* EXERCISE INSTRUCTIONS: Rescale everything from the line containing "Look at the photo above. For every instance of the window" down to the line containing "x=404, y=579", both lines included, and give only those lines. Reproduce each one, requests included, but multiply every answer coordinate by 1.45 and round it to a whole number, with halves rounding up; leave the requests and their sample points unchanged.
===============
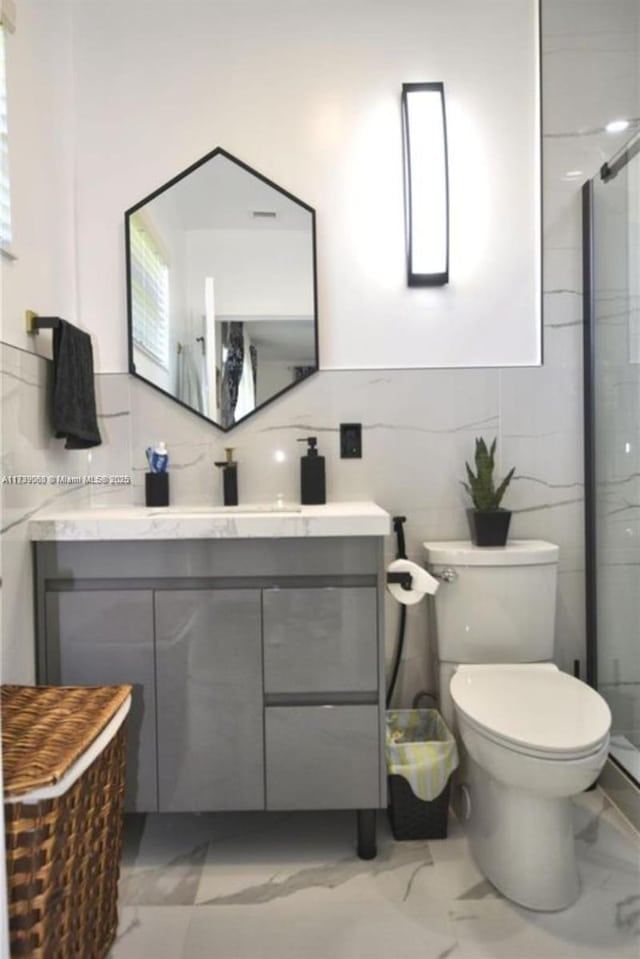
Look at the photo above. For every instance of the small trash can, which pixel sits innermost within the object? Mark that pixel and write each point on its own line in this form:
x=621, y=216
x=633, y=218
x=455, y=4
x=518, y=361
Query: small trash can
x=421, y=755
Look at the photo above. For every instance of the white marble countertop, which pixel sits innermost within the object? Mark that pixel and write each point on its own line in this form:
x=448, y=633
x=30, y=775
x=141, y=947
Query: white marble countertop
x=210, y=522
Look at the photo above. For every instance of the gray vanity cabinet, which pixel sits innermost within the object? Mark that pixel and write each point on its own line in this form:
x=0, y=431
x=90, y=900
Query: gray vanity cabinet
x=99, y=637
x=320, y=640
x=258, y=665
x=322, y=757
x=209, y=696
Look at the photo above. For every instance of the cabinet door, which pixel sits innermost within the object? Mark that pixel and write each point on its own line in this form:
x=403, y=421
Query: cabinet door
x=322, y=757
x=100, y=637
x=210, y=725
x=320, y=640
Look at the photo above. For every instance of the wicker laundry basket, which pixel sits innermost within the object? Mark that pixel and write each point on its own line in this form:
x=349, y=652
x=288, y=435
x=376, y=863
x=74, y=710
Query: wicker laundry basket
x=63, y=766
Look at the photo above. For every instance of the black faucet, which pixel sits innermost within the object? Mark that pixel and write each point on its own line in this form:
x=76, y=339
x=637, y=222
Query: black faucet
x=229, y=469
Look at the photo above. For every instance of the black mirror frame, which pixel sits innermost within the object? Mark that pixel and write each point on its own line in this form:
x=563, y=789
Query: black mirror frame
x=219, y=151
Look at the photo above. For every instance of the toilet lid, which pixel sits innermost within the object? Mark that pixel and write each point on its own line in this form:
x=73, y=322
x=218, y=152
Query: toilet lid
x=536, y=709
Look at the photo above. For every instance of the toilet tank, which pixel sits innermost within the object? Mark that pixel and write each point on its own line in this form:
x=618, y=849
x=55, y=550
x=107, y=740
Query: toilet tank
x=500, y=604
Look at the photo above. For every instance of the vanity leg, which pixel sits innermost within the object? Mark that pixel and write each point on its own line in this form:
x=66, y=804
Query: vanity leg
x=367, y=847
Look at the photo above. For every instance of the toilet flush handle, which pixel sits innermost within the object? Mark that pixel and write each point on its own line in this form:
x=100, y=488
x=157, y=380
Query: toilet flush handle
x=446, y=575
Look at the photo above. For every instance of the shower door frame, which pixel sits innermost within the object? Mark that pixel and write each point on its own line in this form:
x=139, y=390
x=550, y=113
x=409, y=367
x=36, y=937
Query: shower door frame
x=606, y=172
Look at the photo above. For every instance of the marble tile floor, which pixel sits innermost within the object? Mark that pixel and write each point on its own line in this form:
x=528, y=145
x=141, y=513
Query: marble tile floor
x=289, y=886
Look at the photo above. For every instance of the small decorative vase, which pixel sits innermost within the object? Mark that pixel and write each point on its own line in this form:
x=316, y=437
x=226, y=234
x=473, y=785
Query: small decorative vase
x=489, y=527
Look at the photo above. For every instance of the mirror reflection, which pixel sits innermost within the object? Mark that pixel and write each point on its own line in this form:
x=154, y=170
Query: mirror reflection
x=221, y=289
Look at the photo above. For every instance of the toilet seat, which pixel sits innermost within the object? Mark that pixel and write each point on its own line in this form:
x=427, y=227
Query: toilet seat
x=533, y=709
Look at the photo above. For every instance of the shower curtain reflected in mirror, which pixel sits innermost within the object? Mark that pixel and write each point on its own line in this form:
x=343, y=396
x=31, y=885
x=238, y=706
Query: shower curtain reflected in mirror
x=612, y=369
===============
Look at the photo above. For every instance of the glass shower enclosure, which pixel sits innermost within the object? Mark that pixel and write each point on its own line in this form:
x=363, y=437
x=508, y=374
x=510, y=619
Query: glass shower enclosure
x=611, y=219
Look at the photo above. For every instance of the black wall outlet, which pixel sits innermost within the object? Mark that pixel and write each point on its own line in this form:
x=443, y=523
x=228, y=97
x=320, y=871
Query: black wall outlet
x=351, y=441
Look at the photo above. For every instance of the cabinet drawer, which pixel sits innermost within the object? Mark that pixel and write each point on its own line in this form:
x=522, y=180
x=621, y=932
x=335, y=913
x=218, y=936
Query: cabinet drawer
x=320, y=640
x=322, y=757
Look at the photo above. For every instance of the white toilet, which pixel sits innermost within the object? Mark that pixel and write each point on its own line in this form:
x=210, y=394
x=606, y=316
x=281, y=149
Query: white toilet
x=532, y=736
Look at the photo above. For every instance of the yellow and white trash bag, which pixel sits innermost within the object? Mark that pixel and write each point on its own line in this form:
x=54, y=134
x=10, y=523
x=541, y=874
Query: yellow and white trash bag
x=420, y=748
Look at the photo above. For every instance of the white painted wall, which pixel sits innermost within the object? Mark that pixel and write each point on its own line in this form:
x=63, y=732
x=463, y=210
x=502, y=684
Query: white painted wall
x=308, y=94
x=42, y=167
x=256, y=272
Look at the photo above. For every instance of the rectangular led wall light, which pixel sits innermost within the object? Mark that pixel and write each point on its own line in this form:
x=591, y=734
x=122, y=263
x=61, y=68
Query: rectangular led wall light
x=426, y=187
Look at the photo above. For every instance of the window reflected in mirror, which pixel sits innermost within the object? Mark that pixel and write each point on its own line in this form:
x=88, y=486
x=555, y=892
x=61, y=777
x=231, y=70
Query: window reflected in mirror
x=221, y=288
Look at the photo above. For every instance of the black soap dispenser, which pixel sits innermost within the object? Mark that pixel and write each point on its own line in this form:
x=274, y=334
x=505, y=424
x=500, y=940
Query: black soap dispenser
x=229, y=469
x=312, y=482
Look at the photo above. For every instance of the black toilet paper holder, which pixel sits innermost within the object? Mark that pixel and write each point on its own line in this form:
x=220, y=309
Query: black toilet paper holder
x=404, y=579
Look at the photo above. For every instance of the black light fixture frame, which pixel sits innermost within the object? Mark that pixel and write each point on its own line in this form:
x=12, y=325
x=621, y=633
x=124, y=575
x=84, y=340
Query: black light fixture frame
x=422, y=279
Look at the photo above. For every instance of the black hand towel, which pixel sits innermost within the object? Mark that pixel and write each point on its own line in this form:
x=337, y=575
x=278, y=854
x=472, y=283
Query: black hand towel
===============
* FULL ANSWER:
Look at the photo above. For every instance of the window reflected in mirror, which pixel sits innermost within the object? Mark that pixel and write each point on its own line in this form:
x=88, y=486
x=555, y=892
x=61, y=777
x=231, y=70
Query: window reflected in mirror
x=320, y=418
Look at the photo above. For every instance of the black soap dispenser, which pixel sits innermost within the object? Mark that pixel and write each point on its own line in this form:
x=274, y=334
x=505, y=424
x=500, y=940
Query: black soap dispenser
x=332, y=680
x=452, y=699
Look at the photo above. For every instance of the black toilet paper holder, which pixel sits innermost within the object? Mark that pixel and write each point on its own line in this form:
x=220, y=309
Query: black toilet paper holder
x=586, y=840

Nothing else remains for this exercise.